Source text —
The powerful story of a father’s past and a son’s future.

Atlantic senior writer Coates (The Beautiful Struggle: A Father, Two Sons, and an Unlikely Road to Manhood, 2008) offers this eloquent memoir as a letter to his teenage son, bearing witness to his own experiences and conveying passionate hopes for his son’s life. “I am wounded,” he writes. “I am marked by old codes, which shielded me in one world and then chained me in the next.” Coates grew up in the tough neighborhood of West Baltimore, beaten into obedience by his father. “I was a capable boy, intelligent and well-liked,” he remembers, “but powerfully afraid.” His life changed dramatically at Howard University, where his father taught and from which several siblings graduated. Howard, he writes, “had always been one of the most critical gathering posts for black people.” He calls it The Mecca, and its faculty and his fellow students expanded his horizons, helping him to understand “that the black world was its own thing, more than a photo-negative of the people who believe they are white.” Coates refers repeatedly to whites’ insistence on their exclusive racial identity; he realizes now “that nothing so essentialist as race” divides people, but rather “the actual injury done by people intent on naming us, intent on believing that what they have named matters more than anything we could ever actually do.” After he married, the author’s world widened again in New York, and later in Paris, where he finally felt extricated from white America’s exploitative, consumerist dreams. He came to understand that “race” does not fully explain “the breach between the world and me,” yet race exerts a crucial force, and young blacks like his son are vulnerable and endangered by “majoritarian bandits.” Coates desperately wants his son to be able to live “apart from fear—even apart from me.”

Stored data —

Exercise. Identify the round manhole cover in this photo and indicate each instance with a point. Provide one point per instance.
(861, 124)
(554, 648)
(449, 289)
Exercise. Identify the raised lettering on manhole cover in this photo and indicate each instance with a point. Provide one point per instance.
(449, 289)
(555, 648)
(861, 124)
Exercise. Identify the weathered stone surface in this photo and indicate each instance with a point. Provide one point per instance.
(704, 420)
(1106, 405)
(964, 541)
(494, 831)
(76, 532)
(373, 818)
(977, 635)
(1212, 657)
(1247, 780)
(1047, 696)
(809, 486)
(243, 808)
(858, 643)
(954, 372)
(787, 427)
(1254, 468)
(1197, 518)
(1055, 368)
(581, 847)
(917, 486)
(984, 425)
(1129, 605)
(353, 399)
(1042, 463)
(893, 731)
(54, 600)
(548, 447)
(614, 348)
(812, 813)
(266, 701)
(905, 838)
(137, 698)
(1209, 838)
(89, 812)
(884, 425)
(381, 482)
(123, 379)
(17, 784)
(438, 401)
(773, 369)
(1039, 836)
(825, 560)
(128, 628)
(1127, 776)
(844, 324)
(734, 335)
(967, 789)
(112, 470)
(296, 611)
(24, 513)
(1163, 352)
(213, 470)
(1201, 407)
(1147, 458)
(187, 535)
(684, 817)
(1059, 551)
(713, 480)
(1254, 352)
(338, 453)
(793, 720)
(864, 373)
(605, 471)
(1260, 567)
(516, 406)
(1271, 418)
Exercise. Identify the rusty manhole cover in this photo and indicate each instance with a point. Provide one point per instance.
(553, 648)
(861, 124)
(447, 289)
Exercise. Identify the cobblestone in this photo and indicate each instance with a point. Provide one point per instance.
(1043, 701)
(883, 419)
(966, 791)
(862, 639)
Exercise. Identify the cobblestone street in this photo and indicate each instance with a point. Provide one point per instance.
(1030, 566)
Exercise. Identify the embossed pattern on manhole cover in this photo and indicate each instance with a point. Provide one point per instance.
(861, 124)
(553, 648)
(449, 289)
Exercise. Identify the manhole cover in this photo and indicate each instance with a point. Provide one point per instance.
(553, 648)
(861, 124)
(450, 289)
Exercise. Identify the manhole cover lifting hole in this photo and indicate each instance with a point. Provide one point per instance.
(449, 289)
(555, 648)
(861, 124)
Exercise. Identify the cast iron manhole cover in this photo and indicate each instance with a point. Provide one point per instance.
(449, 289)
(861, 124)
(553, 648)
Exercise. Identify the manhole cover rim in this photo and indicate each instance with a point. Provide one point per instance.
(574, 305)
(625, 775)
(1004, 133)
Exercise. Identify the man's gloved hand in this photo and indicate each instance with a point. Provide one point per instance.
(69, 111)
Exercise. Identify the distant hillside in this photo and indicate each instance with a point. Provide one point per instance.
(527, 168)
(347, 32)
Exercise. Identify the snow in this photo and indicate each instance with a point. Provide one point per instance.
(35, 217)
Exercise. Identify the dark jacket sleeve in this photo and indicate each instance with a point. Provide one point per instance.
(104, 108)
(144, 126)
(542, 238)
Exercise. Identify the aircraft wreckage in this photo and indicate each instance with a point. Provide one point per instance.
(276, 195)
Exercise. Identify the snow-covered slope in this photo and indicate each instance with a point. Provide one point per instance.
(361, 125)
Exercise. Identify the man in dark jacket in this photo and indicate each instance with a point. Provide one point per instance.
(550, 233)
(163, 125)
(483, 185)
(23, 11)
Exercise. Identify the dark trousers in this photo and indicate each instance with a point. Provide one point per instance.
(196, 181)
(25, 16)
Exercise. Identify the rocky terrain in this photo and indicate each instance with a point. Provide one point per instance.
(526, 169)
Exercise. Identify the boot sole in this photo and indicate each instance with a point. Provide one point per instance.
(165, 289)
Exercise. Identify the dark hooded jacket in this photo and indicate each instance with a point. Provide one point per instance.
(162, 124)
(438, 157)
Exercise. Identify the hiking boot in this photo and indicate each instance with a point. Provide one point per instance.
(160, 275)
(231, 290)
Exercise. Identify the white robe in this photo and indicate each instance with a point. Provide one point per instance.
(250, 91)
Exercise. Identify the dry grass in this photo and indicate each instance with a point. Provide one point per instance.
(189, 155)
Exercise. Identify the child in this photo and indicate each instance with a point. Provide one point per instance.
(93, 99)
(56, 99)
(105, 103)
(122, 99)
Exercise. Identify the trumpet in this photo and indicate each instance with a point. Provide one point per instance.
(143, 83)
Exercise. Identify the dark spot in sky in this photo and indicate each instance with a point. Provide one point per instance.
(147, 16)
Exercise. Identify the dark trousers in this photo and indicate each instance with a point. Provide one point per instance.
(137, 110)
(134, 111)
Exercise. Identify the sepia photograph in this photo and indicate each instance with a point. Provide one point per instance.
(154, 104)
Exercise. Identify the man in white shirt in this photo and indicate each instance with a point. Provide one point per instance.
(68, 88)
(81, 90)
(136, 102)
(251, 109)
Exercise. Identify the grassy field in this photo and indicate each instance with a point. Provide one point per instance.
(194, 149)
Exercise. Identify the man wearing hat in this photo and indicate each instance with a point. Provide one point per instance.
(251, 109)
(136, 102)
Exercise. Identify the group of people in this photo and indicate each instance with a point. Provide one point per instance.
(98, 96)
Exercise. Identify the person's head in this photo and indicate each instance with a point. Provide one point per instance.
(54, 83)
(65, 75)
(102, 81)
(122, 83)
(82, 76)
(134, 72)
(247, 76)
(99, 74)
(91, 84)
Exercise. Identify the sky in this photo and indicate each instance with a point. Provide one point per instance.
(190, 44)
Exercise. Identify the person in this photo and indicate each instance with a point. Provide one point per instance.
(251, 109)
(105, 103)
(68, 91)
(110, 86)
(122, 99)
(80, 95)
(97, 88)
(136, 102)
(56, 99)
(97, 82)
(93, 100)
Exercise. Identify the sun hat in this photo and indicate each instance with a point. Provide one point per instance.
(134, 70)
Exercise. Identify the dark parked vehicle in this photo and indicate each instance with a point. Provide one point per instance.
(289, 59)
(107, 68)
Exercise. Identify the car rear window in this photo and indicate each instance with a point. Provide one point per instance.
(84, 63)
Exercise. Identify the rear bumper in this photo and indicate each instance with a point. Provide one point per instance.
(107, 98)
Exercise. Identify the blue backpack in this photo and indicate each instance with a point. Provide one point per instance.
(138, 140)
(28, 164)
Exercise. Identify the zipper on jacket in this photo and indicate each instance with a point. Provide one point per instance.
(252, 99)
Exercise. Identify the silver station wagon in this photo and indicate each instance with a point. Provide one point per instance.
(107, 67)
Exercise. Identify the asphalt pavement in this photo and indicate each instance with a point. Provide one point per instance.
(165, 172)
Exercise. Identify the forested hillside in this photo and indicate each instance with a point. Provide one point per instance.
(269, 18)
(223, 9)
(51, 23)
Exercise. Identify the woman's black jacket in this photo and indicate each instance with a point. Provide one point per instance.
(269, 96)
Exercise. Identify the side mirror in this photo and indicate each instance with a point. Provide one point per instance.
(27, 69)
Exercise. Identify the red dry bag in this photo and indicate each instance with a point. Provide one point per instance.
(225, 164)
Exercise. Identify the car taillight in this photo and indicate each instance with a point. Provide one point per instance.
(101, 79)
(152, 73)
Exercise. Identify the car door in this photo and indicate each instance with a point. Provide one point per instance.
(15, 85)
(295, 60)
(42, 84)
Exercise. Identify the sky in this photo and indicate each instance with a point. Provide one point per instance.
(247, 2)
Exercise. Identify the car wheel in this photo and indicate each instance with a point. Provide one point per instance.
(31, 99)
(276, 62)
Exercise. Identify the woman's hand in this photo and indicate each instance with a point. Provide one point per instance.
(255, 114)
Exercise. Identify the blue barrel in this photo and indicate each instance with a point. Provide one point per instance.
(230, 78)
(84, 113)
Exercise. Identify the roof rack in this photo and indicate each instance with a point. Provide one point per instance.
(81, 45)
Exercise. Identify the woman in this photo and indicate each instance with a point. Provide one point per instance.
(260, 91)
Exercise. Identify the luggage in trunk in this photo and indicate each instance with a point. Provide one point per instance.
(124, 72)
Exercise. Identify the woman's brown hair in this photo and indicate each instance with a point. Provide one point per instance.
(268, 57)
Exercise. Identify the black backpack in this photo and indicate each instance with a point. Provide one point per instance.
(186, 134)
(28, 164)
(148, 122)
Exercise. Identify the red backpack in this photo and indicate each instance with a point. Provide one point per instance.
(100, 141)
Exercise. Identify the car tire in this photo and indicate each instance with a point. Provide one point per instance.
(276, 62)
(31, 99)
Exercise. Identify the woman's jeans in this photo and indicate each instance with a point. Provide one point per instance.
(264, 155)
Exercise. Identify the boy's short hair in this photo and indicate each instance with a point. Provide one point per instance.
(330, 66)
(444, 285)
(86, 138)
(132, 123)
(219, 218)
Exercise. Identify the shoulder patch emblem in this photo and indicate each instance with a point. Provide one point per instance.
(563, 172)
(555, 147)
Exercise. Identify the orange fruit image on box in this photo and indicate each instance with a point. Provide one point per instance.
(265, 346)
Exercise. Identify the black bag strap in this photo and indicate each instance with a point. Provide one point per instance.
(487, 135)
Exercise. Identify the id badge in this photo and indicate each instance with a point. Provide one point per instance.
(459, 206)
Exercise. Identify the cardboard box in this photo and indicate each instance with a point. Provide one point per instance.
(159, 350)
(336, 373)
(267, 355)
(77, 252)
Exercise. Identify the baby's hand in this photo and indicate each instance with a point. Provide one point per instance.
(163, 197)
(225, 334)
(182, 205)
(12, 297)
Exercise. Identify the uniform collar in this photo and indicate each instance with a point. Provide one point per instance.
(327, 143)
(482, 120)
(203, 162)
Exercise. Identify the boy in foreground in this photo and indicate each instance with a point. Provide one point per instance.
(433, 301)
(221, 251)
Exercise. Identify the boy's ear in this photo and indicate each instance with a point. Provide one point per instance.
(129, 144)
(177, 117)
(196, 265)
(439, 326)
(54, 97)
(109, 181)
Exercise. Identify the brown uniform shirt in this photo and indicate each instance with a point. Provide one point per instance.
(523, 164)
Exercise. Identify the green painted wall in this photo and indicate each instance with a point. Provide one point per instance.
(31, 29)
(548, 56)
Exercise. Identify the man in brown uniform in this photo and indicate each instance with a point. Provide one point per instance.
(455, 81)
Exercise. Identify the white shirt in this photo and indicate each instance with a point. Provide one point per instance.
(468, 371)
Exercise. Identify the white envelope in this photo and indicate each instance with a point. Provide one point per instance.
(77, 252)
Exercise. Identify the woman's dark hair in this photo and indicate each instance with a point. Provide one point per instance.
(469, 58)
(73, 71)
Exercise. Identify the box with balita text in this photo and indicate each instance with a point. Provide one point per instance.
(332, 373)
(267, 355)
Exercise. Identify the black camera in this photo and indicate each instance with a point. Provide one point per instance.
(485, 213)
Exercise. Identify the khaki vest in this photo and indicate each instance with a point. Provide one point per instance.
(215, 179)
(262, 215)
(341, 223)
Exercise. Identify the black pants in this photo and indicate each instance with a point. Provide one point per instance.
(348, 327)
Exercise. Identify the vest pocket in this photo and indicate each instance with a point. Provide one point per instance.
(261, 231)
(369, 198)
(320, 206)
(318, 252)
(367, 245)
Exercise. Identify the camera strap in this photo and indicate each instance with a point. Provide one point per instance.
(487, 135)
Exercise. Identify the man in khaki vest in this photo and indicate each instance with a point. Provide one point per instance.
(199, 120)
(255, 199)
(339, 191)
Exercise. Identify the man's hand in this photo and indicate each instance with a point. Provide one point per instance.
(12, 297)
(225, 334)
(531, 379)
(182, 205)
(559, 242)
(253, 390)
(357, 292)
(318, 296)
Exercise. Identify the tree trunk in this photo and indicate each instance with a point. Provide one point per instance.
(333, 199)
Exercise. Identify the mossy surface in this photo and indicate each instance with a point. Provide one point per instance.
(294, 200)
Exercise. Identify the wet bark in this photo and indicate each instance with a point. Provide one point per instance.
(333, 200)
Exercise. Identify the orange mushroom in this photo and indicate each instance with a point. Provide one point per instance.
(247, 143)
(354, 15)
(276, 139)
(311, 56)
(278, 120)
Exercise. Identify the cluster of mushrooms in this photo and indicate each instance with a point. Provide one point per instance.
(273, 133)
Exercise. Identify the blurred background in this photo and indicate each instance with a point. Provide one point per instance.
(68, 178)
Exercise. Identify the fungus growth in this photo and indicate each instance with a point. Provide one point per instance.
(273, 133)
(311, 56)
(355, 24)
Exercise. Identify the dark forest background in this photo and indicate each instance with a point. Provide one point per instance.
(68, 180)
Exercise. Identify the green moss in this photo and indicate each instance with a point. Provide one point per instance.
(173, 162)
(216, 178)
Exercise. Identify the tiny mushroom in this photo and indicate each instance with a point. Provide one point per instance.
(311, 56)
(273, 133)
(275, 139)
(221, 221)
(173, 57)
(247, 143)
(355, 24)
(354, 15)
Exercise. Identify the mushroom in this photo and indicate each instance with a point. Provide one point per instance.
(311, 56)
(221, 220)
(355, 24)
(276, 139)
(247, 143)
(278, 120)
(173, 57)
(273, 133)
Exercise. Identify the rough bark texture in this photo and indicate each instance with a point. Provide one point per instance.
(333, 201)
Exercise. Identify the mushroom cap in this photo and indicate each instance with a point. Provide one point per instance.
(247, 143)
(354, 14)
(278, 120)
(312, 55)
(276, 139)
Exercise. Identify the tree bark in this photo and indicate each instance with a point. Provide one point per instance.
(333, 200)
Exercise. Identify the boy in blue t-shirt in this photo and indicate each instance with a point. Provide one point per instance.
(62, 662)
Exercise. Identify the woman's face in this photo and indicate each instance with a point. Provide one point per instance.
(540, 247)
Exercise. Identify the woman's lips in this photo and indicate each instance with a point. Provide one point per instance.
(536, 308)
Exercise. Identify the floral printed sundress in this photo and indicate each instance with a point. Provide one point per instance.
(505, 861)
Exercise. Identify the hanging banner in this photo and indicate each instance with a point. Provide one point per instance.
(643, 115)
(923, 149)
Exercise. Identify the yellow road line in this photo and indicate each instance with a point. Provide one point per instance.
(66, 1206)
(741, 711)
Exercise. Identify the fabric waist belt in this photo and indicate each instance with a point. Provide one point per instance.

Goal of the exercise — Please reproduce the passage on Coates's memoir word for word, from its first line to its last.

Worked answer —
The powerful story of a father’s past and a son’s future.

Atlantic senior writer Coates (The Beautiful Struggle: A Father, Two Sons, and an Unlikely Road to Manhood, 2008) offers this eloquent memoir as a letter to his teenage son, bearing witness to his own experiences and conveying passionate hopes for his son’s life. “I am wounded,” he writes. “I am marked by old codes, which shielded me in one world and then chained me in the next.” Coates grew up in the tough neighborhood of West Baltimore, beaten into obedience by his father. “I was a capable boy, intelligent and well-liked,” he remembers, “but powerfully afraid.” His life changed dramatically at Howard University, where his father taught and from which several siblings graduated. Howard, he writes, “had always been one of the most critical gathering posts for black people.” He calls it The Mecca, and its faculty and his fellow students expanded his horizons, helping him to understand “that the black world was its own thing, more than a photo-negative of the people who believe they are white.” Coates refers repeatedly to whites’ insistence on their exclusive racial identity; he realizes now “that nothing so essentialist as race” divides people, but rather “the actual injury done by people intent on naming us, intent on believing that what they have named matters more than anything we could ever actually do.” After he married, the author’s world widened again in New York, and later in Paris, where he finally felt extricated from white America’s exploitative, consumerist dreams. He came to understand that “race” does not fully explain “the breach between the world and me,” yet race exerts a crucial force, and young blacks like his son are vulnerable and endangered by “majoritarian bandits.” Coates desperately wants his son to be able to live “apart from fear—even apart from me.”